** Problem **
Omit every picture. Return all other data as it stands.

** Data listing **
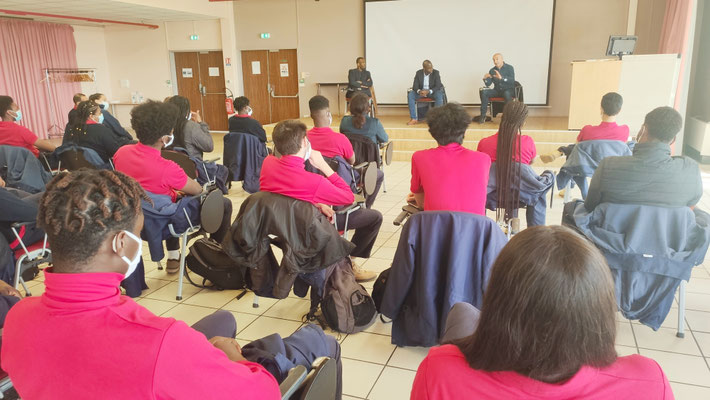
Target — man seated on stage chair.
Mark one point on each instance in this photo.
(463, 184)
(651, 175)
(331, 143)
(359, 79)
(502, 76)
(607, 130)
(287, 176)
(427, 83)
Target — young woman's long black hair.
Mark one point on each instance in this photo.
(507, 152)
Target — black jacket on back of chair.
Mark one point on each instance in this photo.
(310, 242)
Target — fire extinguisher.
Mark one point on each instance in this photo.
(229, 102)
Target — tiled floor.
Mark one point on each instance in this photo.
(373, 368)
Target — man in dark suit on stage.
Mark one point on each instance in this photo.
(359, 79)
(502, 76)
(427, 83)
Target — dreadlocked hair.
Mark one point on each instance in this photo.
(77, 124)
(507, 160)
(79, 209)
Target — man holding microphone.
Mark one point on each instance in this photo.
(502, 76)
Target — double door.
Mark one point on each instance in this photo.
(271, 84)
(200, 78)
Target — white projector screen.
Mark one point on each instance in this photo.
(460, 38)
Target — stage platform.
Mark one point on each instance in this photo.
(549, 133)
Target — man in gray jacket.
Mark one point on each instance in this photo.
(651, 175)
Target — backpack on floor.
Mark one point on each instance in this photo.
(346, 305)
(208, 260)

** Completed task **
Target — man seated on stage chair.
Mark one point on each instance in this photo.
(463, 184)
(651, 175)
(331, 143)
(359, 79)
(502, 76)
(607, 130)
(287, 176)
(427, 83)
Target — young woman's long black hair.
Mark one point on each instance in this photo.
(507, 152)
Target — black jacket on back of chair.
Mark one point on each instance in this photo.
(310, 242)
Target — fire extinguisher.
Mark one point on each instance in this photo.
(229, 102)
Target — tiled floor.
Mark one point on each instance in this photo.
(373, 368)
Target — man in dark suit on stage.
Mark one point on each instance in this photo.
(359, 79)
(502, 76)
(427, 83)
Target — dreadlocked hair.
Mark one point on each instance in this photo.
(77, 124)
(507, 160)
(79, 209)
Target — man holding microphone.
Mark one point on each instance in this photo.
(502, 76)
Target — double door.
Mark one point on each instance in this photo.
(271, 84)
(200, 78)
Target — white projector screen.
Mark one point on each instance in this photo.
(460, 38)
Target — stage platform.
Mark one point on each instance in this photo.
(549, 133)
Target — man in gray jacket.
Mark one point on each instance in this photo.
(651, 175)
Target — backpack on floor.
Mark one point on each instance in this photo.
(346, 305)
(208, 260)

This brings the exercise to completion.